WORK TO BE COMPLETED » The required output consists solely of the lines from the line containing "Expected behaviour: the pointer indicates one point on the round" through the end of the records, copied exactly.

-=-=-

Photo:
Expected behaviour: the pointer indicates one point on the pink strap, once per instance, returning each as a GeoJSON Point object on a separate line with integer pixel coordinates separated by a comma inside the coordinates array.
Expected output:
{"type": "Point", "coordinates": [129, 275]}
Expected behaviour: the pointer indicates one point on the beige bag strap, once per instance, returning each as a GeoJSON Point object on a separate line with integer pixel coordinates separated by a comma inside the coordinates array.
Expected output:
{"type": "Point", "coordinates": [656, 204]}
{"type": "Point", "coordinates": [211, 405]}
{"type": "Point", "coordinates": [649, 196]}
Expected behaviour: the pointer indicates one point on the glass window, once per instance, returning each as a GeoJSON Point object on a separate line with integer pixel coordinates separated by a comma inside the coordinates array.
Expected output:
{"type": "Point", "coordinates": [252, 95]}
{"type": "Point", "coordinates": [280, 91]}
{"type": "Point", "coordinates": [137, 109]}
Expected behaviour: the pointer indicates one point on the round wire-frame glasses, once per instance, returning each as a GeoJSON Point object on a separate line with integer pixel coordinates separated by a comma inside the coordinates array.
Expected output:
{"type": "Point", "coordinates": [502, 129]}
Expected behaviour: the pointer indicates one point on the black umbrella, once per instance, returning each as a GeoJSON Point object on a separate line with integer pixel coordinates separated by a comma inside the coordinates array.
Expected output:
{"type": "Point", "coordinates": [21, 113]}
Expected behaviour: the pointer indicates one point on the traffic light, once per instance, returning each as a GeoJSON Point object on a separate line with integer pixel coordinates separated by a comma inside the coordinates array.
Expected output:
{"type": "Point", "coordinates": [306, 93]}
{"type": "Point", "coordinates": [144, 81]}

-=-=-

TASK RESULT »
Expected behaviour: the pointer indicates one point on the round wire-frame glasses, once per instance, returning each as a GeoJSON Point object on a separate line with integer pixel coordinates separated by a comma inside the coordinates array.
Expected output:
{"type": "Point", "coordinates": [502, 129]}
Expected behaviour: the pointer indicates one point on the black umbrella, once per instance, returning each as a GeoJSON Point object on a separate line with integer pixel coordinates separated by a comma inside the coordinates array.
Expected output:
{"type": "Point", "coordinates": [21, 113]}
Expected behaviour: the pointer indicates one point on the traffic light, once per instance, returning each as a GeoJSON Point object on a separate line with integer pixel coordinates separated by a comma inside the coordinates array.
Expected output:
{"type": "Point", "coordinates": [306, 93]}
{"type": "Point", "coordinates": [144, 81]}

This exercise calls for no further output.